▸ Text section
The idea that a parent might regret having kids is a concept that is cloaked in shame. Parents aren’t supposed to feel that way, right? Well, while most parents don’t usually feel that way—or don’t feel that way for enduring periods—it’s not a totally uncommon phenomenon. When American parents older than 45 were asked in a 2013 Gallup poll how many kids they would have if they could “do it over,” approximately 7 percent said zero. In Germany, 8 percent of mothers and fathers in a 2016 survey “fully” agreed with a statement that they wouldn’t have children if they could choose again (11 percent “rather” agreed). Combined, these figures suggest that many millions of people regret having kids. And this feeling is not uncommon as you may think.
Feelings of ambivalence about parenthood aren’t necessarily going to do harm to children. But when regret suffuses the parent-child dynamic, the whole family can suffer. Although the research on parental regret is still nascent, some evidence looking at adolescent mothers suggests an association between regretting parenthood and a harsher, more rejecting attitude toward their children. Kara Hoppe, a family therapist and co-author of Baby Bomb: A Relationship Survival Guide for New Parents, told me her work with patients suggests that children might feel emotional neglect “if the parent consistently really does not want to be there.” Children are so focused on themselves, developmentally, that they can internalize a lack of interest from their mother or father as a personal failing, she said.
What Are the Reasons People Regret Having Children?

▸ Provided material

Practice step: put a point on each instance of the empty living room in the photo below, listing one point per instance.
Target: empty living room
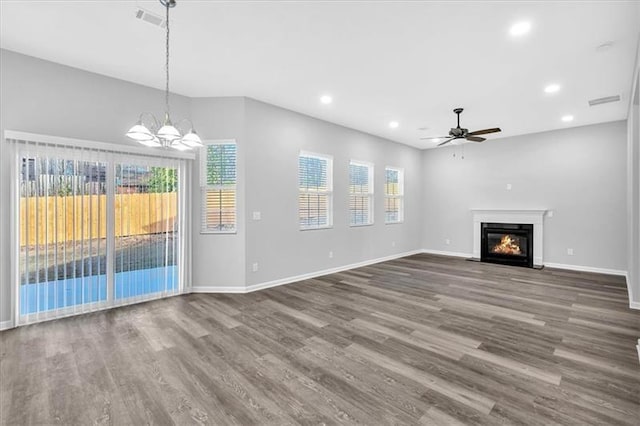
(319, 212)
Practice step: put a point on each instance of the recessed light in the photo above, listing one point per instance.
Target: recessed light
(326, 99)
(520, 28)
(552, 88)
(604, 46)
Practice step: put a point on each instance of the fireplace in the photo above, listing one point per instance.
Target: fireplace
(507, 243)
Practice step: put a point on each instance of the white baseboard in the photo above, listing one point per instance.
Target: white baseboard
(446, 253)
(5, 325)
(315, 274)
(586, 269)
(224, 289)
(296, 278)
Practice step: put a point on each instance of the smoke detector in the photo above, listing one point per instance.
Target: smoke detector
(151, 18)
(605, 100)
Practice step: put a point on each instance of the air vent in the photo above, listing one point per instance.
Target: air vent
(151, 18)
(605, 100)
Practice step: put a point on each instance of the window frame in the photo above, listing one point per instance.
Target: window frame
(328, 192)
(204, 187)
(369, 195)
(399, 196)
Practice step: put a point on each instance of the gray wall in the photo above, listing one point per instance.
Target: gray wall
(633, 190)
(43, 97)
(579, 173)
(219, 259)
(275, 137)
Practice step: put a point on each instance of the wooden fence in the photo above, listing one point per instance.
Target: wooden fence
(51, 220)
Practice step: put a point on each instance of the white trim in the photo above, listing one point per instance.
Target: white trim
(5, 325)
(447, 253)
(581, 268)
(289, 280)
(104, 146)
(302, 277)
(532, 216)
(223, 289)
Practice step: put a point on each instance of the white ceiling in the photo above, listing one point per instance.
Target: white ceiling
(407, 61)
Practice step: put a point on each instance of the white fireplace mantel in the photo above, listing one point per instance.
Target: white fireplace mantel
(532, 216)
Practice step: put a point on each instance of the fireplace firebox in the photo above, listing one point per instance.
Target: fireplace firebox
(507, 243)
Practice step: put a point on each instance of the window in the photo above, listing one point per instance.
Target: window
(218, 184)
(315, 191)
(360, 193)
(394, 195)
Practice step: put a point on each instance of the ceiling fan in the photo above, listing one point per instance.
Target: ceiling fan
(460, 133)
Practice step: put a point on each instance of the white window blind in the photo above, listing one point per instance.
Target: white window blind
(394, 195)
(315, 191)
(360, 193)
(96, 229)
(218, 178)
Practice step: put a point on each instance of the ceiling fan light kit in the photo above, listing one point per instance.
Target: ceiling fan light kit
(166, 136)
(462, 133)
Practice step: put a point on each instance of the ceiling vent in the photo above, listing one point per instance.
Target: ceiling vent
(151, 18)
(605, 100)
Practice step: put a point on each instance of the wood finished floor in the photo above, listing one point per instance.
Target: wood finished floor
(419, 340)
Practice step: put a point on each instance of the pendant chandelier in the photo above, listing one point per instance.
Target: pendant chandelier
(167, 135)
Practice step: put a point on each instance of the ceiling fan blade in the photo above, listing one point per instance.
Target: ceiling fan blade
(475, 139)
(447, 141)
(484, 132)
(435, 137)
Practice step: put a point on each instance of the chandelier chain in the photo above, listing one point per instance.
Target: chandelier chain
(166, 92)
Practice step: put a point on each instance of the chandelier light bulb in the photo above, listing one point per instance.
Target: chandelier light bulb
(191, 139)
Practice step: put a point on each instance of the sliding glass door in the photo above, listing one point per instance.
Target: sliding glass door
(62, 233)
(96, 230)
(146, 230)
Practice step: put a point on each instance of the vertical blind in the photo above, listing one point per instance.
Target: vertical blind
(95, 229)
(394, 195)
(315, 191)
(218, 184)
(360, 193)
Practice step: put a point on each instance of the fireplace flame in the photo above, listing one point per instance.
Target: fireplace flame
(508, 245)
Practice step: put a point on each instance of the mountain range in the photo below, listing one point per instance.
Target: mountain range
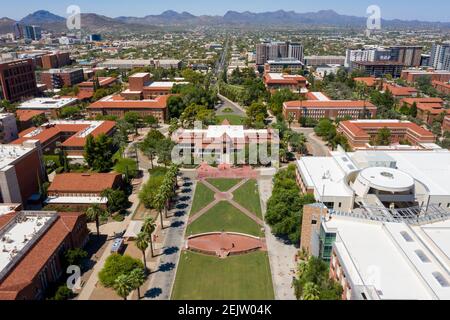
(98, 23)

▸ Work task 1
According to the text on parental regret, roughly what share of American parents older than 45 told the 2013 Gallup poll they would have zero children if they could do it over?
▸ Work task 2
Return the passage of the text on parental regret between "The idea that" and "you may think.", inclusive.

▸ Task response 1
Approximately 7 percent.

▸ Task response 2
The idea that a parent might regret having kids is a concept that is cloaked in shame. Parents aren’t supposed to feel that way, right? Well, while most parents don’t usually feel that way—or don’t feel that way for enduring periods—it’s not a totally uncommon phenomenon. When American parents older than 45 were asked in a 2013 Gallup poll how many kids they would have if they could “do it over,” approximately 7 percent said zero. In Germany, 8 percent of mothers and fathers in a 2016 survey “fully” agreed with a statement that they wouldn’t have children if they could choose again (11 percent “rather” agreed). Combined, these figures suggest that many millions of people regret having kids. And this feeling is not uncommon as you may think.